WHAT THE EXERCISE ASKS:
All lines from the one containing "If you could indicate the white sky" through the end of the data below are to be transcribed exactly. Leave out the rest.

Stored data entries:
[Start of Attachment]
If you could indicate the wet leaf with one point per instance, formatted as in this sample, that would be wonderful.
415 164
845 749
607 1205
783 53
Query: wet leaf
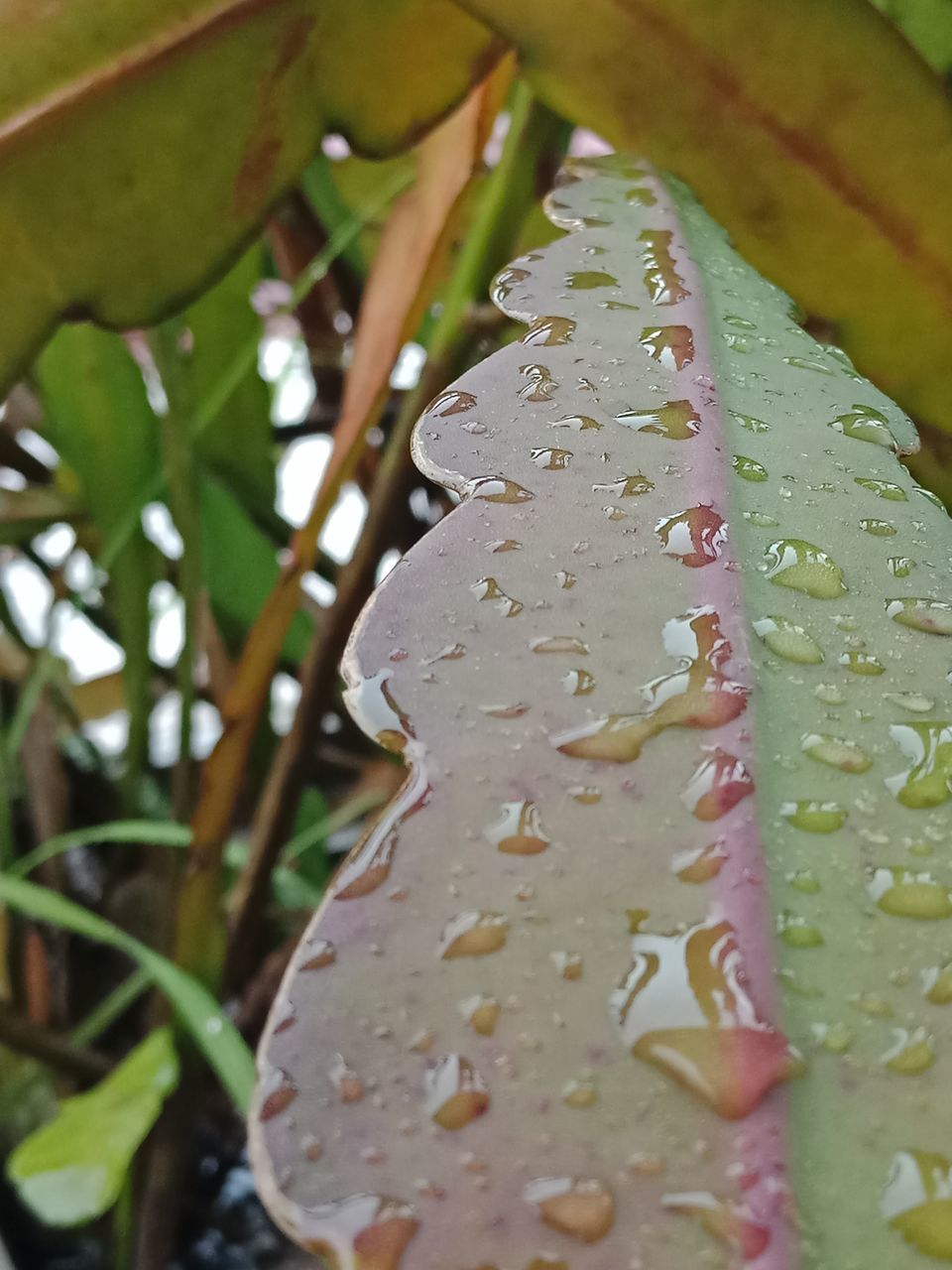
72 1169
116 203
810 130
595 985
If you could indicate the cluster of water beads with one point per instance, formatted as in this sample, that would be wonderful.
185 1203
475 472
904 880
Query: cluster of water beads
699 695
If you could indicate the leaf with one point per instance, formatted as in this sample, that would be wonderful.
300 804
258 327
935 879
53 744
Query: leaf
579 996
71 1170
809 128
212 1032
116 204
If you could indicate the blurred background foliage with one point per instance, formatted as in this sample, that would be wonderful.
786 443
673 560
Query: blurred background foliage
191 516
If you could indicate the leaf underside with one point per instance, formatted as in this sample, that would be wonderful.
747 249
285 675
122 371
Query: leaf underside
648 964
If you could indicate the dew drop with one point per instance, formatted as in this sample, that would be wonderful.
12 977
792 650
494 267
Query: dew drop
835 752
788 640
676 421
906 893
579 1206
749 468
814 817
916 1202
910 1053
474 935
933 616
887 489
454 1092
800 566
696 536
684 1008
518 830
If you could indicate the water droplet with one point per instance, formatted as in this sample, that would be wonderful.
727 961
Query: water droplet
497 489
452 402
900 567
676 421
921 615
569 965
749 423
807 363
579 1206
626 486
456 1092
671 347
518 832
278 1091
698 695
558 644
684 1008
797 933
873 1005
916 1202
835 752
912 701
540 386
506 281
864 423
579 684
580 1093
861 663
887 489
879 529
749 468
481 1014
345 1080
588 280
910 1053
733 1223
551 458
578 423
788 640
549 330
316 953
664 285
488 588
937 984
905 893
800 566
474 935
699 864
814 817
928 780
761 520
696 536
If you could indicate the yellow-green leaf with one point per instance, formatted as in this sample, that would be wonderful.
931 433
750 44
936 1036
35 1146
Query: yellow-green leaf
71 1170
809 127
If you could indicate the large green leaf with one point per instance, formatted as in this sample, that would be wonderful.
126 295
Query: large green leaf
140 143
649 961
96 414
809 127
212 1032
71 1170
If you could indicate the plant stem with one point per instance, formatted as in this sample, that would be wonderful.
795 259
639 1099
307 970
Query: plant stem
508 194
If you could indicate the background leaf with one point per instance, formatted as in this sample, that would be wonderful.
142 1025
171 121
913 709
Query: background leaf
660 871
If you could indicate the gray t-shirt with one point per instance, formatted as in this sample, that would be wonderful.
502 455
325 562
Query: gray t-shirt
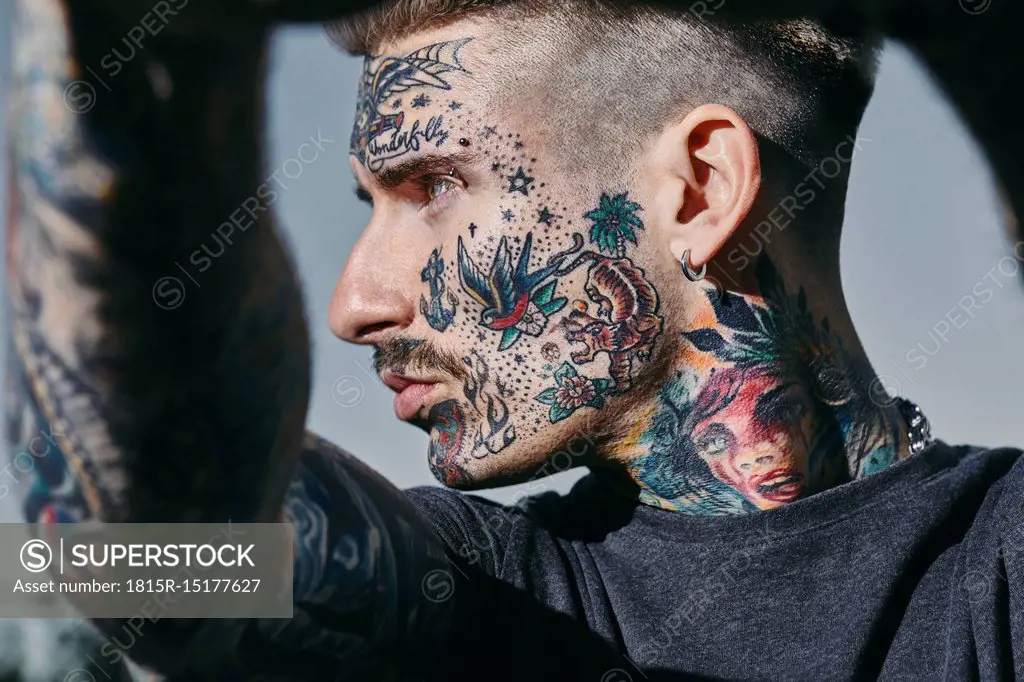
915 572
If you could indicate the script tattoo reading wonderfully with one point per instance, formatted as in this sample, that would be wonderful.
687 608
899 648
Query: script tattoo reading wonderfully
424 68
775 411
515 301
436 314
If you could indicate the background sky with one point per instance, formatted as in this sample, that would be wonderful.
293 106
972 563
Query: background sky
923 229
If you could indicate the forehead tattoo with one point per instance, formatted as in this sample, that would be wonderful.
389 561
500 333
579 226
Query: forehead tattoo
379 112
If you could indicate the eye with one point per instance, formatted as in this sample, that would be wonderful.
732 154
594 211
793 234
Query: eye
438 185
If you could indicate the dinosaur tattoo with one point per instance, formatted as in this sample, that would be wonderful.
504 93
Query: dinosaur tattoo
627 323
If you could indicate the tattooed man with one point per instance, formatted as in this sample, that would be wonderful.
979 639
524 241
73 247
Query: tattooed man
600 237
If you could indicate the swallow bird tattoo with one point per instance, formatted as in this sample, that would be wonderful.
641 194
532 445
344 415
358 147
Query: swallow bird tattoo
515 301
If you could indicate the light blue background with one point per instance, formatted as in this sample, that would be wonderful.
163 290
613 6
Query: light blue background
923 228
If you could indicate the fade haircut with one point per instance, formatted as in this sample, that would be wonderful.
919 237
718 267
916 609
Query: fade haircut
623 72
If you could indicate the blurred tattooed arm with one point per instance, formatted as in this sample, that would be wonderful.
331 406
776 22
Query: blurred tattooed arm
166 403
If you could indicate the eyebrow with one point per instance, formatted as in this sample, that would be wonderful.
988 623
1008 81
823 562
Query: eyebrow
364 195
430 163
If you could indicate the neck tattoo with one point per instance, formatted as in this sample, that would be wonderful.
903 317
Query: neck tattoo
766 406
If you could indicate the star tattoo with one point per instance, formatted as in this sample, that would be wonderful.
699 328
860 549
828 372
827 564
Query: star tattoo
520 182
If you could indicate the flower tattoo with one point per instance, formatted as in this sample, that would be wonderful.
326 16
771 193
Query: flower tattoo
572 392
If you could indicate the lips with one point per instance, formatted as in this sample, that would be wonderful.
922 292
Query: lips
780 484
411 394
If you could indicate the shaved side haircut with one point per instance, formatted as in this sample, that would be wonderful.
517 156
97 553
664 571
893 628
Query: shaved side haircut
630 70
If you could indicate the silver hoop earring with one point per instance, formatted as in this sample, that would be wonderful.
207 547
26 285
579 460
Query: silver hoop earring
691 274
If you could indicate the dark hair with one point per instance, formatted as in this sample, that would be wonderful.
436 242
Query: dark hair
796 83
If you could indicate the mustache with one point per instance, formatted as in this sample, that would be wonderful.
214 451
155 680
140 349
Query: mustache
399 355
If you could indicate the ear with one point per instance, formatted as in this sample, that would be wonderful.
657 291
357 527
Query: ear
708 172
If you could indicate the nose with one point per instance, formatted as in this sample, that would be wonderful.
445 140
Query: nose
370 302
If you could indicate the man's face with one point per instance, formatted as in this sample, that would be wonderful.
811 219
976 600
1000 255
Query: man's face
509 305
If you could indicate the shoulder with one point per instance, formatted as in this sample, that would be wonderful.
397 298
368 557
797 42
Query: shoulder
994 476
483 531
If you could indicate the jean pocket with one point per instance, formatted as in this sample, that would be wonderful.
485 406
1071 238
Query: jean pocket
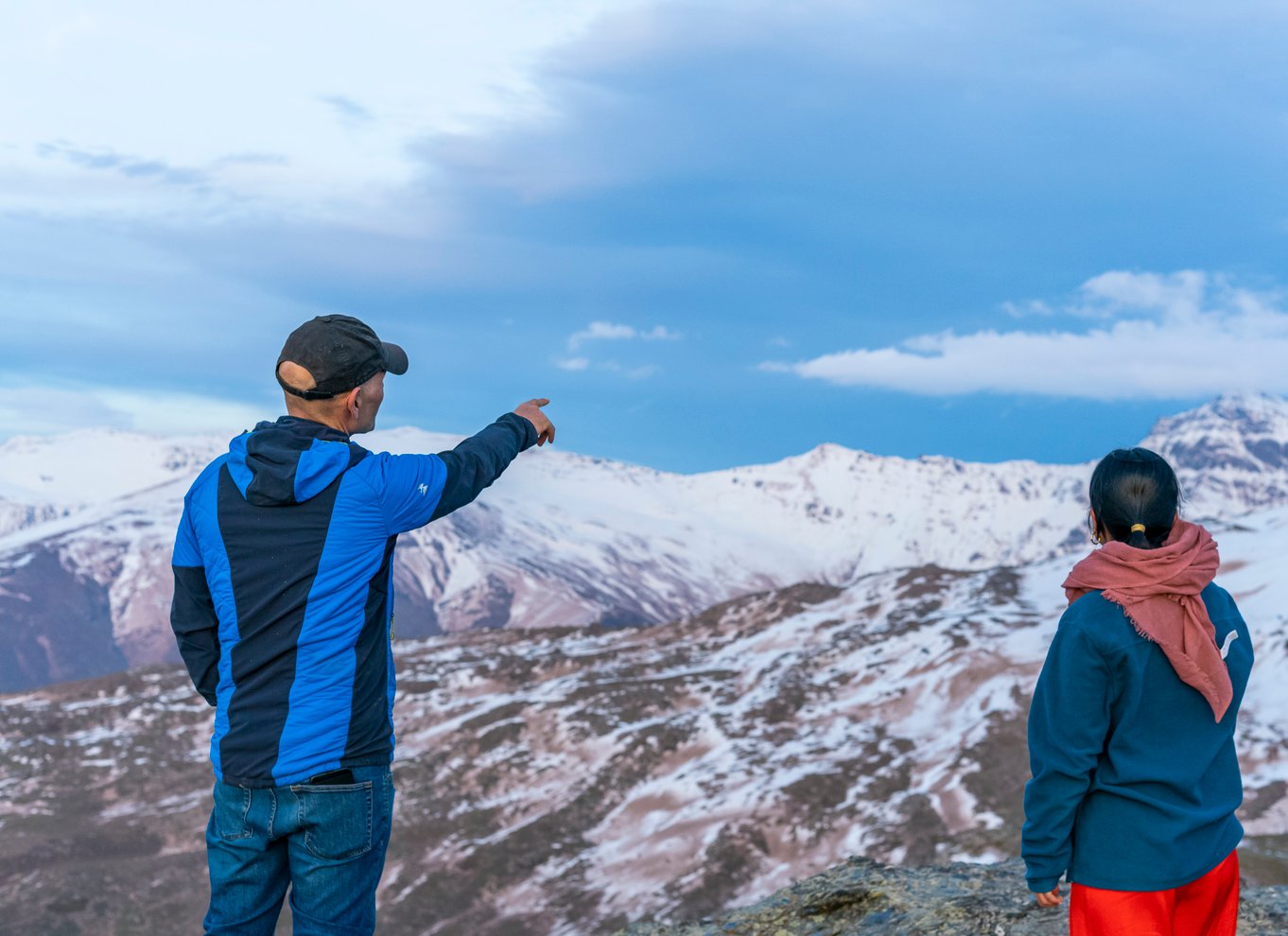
337 819
232 807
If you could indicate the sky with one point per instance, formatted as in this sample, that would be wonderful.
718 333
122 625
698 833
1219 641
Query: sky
711 232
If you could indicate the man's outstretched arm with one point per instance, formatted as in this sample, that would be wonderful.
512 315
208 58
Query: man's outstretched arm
417 488
479 459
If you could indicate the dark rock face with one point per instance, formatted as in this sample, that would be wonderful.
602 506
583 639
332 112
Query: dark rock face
862 896
57 623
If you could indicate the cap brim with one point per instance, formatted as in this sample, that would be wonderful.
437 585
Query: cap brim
395 358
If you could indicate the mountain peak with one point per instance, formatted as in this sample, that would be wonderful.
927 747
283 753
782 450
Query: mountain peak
1245 431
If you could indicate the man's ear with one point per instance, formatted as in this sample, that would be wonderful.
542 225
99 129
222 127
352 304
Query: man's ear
353 402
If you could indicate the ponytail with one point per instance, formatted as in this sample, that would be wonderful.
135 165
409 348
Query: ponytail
1135 494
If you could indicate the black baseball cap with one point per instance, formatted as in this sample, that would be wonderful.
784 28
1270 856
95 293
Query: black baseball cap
340 353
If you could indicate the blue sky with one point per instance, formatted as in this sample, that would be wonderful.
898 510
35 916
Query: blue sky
714 234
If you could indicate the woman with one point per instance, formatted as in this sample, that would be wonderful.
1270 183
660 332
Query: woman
1131 732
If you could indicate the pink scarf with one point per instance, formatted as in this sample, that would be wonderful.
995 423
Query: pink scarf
1159 591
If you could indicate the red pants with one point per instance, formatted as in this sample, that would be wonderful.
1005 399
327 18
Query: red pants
1209 907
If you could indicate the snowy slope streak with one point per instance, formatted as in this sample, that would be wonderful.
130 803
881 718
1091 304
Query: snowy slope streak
86 523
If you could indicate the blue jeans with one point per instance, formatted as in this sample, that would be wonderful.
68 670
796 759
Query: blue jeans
326 842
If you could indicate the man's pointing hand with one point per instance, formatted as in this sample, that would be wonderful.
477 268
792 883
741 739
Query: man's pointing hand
531 411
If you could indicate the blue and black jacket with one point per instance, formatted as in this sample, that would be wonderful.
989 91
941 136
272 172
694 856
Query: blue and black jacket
284 589
1134 784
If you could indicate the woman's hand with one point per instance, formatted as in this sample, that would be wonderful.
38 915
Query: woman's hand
1052 899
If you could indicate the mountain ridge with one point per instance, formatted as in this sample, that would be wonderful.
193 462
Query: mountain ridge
569 540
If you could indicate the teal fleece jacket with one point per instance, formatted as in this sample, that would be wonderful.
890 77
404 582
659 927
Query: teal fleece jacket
1135 783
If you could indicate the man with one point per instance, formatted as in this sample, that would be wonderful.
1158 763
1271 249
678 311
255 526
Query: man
282 601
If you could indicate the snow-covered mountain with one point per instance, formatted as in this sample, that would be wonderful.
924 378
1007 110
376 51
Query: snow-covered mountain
565 540
569 780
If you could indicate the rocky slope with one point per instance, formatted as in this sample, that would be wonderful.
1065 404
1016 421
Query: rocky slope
862 897
86 523
577 780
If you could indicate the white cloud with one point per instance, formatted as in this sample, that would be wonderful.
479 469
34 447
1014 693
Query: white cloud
1171 337
611 331
36 409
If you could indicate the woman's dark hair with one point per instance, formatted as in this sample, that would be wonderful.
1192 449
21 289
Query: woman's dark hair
1131 487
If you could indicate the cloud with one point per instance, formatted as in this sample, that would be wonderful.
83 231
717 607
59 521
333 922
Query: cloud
1173 337
348 110
38 408
129 166
608 331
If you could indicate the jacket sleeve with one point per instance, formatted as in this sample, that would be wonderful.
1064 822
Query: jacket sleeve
1068 723
417 488
192 612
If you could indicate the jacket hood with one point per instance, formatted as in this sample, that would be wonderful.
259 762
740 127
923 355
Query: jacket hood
288 461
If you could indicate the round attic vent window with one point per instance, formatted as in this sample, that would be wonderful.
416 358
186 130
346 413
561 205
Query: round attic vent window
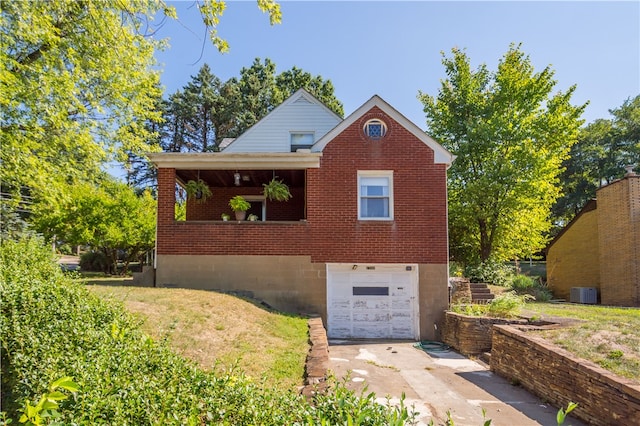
375 129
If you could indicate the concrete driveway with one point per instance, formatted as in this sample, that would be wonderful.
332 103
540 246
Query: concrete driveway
435 382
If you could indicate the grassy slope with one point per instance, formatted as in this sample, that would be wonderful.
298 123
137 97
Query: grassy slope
211 328
608 336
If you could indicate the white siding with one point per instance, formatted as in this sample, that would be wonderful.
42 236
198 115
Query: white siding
272 133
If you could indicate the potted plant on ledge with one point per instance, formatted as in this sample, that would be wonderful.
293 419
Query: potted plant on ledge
276 190
240 206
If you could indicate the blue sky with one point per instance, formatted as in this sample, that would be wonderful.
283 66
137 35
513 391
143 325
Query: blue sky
393 48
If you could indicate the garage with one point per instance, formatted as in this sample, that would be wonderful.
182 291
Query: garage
372 301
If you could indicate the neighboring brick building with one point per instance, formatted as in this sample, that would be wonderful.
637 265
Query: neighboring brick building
363 241
600 247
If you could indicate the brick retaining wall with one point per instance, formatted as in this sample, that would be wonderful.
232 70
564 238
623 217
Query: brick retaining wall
559 377
471 335
317 362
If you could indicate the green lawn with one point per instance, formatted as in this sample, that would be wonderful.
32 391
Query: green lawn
608 336
213 328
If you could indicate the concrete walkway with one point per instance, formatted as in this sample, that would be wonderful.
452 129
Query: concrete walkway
437 382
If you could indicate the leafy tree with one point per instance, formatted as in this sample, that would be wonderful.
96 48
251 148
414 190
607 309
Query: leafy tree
76 86
604 148
510 135
109 217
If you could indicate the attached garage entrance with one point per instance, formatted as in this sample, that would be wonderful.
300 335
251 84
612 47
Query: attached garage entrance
372 301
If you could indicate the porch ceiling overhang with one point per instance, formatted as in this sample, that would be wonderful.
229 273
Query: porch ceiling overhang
235 161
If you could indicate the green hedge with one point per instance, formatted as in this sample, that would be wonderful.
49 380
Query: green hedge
52 327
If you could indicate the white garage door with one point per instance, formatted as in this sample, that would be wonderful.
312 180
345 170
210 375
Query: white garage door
372 301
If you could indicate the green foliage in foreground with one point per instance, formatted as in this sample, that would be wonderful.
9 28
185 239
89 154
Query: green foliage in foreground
505 305
52 327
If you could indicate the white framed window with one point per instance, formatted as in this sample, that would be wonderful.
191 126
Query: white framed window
302 139
375 129
375 195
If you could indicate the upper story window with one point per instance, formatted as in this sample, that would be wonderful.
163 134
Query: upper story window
375 195
375 129
301 140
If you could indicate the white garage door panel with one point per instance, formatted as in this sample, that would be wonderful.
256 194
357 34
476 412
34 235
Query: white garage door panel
372 301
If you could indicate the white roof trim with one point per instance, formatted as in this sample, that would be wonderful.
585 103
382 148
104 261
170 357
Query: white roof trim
232 161
441 155
290 100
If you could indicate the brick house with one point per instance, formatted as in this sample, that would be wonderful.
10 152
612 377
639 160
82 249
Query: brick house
599 248
363 241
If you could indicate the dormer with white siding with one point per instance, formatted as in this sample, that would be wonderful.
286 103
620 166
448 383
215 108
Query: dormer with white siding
297 123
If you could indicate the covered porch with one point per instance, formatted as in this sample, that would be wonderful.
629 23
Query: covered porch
229 175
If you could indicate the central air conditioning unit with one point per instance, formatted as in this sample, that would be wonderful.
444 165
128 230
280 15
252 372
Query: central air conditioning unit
584 295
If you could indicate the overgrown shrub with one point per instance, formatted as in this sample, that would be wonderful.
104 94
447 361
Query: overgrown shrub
492 272
507 305
52 327
94 261
523 284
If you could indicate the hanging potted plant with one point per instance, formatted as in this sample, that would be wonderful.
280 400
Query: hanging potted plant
276 190
240 206
198 190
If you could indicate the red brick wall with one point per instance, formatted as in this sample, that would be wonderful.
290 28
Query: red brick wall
418 233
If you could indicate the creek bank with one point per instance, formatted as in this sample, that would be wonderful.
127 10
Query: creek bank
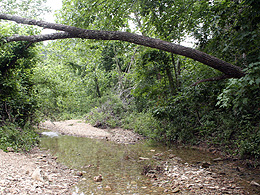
35 172
82 129
171 173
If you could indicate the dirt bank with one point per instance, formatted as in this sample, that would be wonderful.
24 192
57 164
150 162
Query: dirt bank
34 173
38 172
79 128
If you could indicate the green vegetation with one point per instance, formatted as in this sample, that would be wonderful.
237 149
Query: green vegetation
118 84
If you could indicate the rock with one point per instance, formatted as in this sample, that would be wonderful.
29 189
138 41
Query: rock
10 149
36 175
176 190
253 183
205 164
79 173
217 159
107 188
98 178
143 158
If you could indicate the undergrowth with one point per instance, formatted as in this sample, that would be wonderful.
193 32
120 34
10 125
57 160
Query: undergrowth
19 139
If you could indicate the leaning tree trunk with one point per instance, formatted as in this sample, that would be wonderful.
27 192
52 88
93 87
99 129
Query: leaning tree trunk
229 70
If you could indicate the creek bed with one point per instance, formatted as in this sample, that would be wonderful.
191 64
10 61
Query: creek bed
122 165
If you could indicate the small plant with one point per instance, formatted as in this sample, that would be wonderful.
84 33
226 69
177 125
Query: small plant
17 138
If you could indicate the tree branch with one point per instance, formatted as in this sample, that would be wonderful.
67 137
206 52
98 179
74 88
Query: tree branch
74 32
212 79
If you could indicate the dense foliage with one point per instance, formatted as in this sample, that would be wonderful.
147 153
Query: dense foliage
18 102
118 84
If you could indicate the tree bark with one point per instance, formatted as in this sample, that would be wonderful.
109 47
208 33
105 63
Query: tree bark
73 32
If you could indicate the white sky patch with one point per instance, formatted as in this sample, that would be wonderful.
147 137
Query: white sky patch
49 17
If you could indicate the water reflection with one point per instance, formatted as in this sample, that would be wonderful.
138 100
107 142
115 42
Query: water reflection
120 165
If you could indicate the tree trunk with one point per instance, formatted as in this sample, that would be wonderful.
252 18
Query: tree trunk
228 69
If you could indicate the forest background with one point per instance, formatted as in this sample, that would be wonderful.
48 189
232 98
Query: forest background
164 96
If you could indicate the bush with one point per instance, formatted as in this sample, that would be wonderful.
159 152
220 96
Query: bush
17 138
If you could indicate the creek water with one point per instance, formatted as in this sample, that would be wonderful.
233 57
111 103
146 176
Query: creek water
121 167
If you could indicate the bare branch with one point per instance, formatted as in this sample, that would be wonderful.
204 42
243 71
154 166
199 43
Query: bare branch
74 32
212 79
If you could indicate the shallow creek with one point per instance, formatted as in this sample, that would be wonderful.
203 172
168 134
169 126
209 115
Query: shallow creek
121 165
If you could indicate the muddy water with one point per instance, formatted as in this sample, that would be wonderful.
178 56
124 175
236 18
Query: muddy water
121 167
[End of Attachment]
RESPONSE TO THE EXERCISE:
If you could indicate the white sky patch with one point per instance, formatted as in this sample, that would be wonderful.
147 137
Query: white sky patch
49 17
If you could indicate the water reflection with one point per instance, formatted as in this sample, that would be wonderful.
138 100
107 142
115 42
Query: water reflection
120 165
If you could indicate the tree trunk with one point per instance, formatted as in this sample, that would be wonderful.
252 18
Query: tree trunk
228 69
If you could indicate the forest background with one point per instance, formatted as in this sample, that would be wonderful.
48 189
232 98
Query: forest background
164 96
If you could indicate the bush with one point per instance, formatted as in this sample, that would be wonderful.
159 152
220 96
Query: bush
17 138
If you could indicate the creek water with one point per instance, formatted as in this sample, that would be wonderful.
233 57
111 103
146 176
Query: creek water
121 167
If you could indicate the bare branch with one point per instance, formatted as in this sample, that would be wonderful.
204 42
243 71
154 166
199 43
Query: bare branch
74 32
212 79
If you could indicate the shallow creek with one point per instance, formatted as in this sample, that would be wonderful.
203 172
168 134
169 126
209 115
Query: shallow creek
121 165
If you could indicate the muddy water with one point per instance, formatted as in this sample, that would be wonderful.
178 56
124 175
236 18
Query: muddy water
121 167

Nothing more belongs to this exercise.